BAGIAN DOKUMEN:
»»

Seorang wanita bernama Agatha dari Samarinda, Kalimantan Timur, didiagnosis menderita kanker saluran empedu stadium 4 setelah sebelumnya diduga hanya mengalami masalah maag. Kisah pilunya ini menjadi pelajaran penting tentang pentingnya diagnosis yang akurat.
Awalnya, Agatha sering merasakan kelelahan yang berlebihan dan perubahan warna urine menjadi keruh seperti teh. Gejala-gejala ini membuatnya berulang kali masuk Unit Gawat Darurat (UGD) di Samarinda, di mana ia didiagnosis dengan penyakit maag dan diberikan suntikan obat maag. Namun, kondisinya tak kunjung membaik, malah semakin memburuk disertai demam.
Titik terang muncul ketika Agatha memutuskan untuk berobat ke Jakarta dan berkonsultasi dengan dokter spesialis Gastroentero Hepatologi. Setelah menjalani pemeriksaan Magnetic Resonance Cholangiopancreatography (MRCP), terungkap bahwa terdapat batu yang menyumbat saluran empedunya dan adanya kelainan struktur hati.

««

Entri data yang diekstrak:
»»

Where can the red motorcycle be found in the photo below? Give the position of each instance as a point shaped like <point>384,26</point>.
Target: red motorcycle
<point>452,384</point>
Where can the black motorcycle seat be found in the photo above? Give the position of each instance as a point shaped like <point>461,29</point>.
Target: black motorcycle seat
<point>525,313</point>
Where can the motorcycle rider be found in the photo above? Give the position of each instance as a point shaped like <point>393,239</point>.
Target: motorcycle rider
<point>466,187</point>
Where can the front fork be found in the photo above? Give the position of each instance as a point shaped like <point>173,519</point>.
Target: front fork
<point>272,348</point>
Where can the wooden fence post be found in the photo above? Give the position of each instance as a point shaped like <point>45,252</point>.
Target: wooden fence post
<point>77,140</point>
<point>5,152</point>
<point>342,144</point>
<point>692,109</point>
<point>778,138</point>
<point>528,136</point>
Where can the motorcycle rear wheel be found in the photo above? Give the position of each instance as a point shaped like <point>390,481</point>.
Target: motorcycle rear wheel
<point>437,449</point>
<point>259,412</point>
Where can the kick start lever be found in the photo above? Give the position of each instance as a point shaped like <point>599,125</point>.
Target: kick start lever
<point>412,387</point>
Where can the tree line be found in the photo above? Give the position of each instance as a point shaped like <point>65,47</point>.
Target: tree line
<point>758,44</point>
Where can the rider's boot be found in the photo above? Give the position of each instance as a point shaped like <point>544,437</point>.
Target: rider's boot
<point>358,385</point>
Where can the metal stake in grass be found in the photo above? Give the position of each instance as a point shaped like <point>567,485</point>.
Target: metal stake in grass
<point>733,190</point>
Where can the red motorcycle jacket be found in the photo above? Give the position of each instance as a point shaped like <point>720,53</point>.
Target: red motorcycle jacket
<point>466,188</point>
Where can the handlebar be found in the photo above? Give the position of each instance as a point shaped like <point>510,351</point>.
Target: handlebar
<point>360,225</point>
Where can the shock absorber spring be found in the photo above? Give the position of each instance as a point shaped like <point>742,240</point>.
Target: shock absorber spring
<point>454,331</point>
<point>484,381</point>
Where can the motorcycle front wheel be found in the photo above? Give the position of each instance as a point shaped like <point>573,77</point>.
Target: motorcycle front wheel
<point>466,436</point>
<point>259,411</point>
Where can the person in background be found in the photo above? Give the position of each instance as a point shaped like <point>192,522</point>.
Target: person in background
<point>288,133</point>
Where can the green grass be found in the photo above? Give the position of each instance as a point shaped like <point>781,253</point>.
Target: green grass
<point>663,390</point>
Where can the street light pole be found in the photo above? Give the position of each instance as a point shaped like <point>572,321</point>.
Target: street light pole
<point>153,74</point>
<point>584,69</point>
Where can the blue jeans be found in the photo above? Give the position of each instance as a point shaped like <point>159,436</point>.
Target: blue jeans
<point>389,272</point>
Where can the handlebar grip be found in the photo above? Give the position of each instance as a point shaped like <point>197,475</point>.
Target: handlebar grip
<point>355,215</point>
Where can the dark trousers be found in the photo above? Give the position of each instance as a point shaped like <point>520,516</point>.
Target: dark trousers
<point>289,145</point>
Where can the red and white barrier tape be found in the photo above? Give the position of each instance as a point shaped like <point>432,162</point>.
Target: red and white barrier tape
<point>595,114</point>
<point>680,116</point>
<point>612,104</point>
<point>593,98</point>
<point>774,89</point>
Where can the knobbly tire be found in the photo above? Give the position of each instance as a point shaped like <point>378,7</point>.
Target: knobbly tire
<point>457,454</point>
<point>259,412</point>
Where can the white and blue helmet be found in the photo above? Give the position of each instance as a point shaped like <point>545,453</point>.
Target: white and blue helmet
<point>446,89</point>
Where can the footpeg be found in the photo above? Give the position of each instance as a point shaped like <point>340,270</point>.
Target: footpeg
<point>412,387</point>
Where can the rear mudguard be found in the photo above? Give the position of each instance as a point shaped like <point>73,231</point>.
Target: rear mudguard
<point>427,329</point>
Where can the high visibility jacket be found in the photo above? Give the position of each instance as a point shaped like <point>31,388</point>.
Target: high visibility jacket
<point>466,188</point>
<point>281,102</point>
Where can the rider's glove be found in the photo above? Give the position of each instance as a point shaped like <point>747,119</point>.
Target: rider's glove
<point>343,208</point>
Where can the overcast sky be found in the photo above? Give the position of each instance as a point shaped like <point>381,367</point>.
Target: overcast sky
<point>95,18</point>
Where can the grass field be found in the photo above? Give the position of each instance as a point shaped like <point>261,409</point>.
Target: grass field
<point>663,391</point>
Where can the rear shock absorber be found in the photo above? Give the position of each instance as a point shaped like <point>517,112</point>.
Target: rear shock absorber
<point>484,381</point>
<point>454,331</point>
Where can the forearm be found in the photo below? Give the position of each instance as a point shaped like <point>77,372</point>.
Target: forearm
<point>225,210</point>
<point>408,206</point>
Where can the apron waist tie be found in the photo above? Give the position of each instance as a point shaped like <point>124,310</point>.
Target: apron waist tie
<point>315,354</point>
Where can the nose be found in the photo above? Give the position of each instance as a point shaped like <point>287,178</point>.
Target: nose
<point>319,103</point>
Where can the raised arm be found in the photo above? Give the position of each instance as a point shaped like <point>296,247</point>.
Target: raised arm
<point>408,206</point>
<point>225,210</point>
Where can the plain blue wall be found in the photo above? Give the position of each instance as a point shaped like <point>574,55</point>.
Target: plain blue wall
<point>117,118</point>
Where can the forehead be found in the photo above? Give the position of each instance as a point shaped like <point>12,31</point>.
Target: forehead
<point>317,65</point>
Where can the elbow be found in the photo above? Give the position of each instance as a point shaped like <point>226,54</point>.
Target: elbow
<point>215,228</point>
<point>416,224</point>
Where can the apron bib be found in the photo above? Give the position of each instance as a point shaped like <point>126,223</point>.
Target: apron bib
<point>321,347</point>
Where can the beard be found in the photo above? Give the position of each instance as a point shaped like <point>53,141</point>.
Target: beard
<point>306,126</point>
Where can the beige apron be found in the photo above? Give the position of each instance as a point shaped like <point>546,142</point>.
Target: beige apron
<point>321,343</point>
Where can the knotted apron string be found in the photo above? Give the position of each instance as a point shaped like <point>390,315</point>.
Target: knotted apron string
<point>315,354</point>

««

PETUNJUK SOAL:
• 1. Tuliskan kembali bagian teks tentang diagnosis Agatha, mulai dari "Seorang wanita bernama" dan berakhir pada "memburuk disertai demam.".
• 2. Jawablah pertanyaan berikut berdasarkan teks tentang diagnosis Agatha.
(a) Di kota mana Agatha berulang kali masuk UGD?
(b) Obat apa yang diberikan kepada Agatha di UGD?
(c) Pemeriksaan apa yang mengungkap adanya batu yang menyumbat saluran empedunya?

KUNCI JAWABAN:
• 1.
Seorang wanita bernama Agatha dari Samarinda, Kalimantan Timur, didiagnosis menderita kanker saluran empedu stadium 4 setelah sebelumnya diduga hanya mengalami masalah maag. Kisah pilunya ini menjadi pelajaran penting tentang pentingnya diagnosis yang akurat.
Awalnya, Agatha sering merasakan kelelahan yang berlebihan dan perubahan warna urine menjadi keruh seperti teh. Gejala-gejala ini membuatnya berulang kali masuk Unit Gawat Darurat (UGD) di Samarinda, di mana ia didiagnosis dengan penyakit maag dan diberikan suntikan obat maag. Namun, kondisinya tak kunjung membaik, malah semakin memburuk disertai demam.

• 2.
(a) Samarinda
(b) Suntikan obat maag
(c) Pemeriksaan Magnetic Resonance Cholangiopancreatography (MRCP)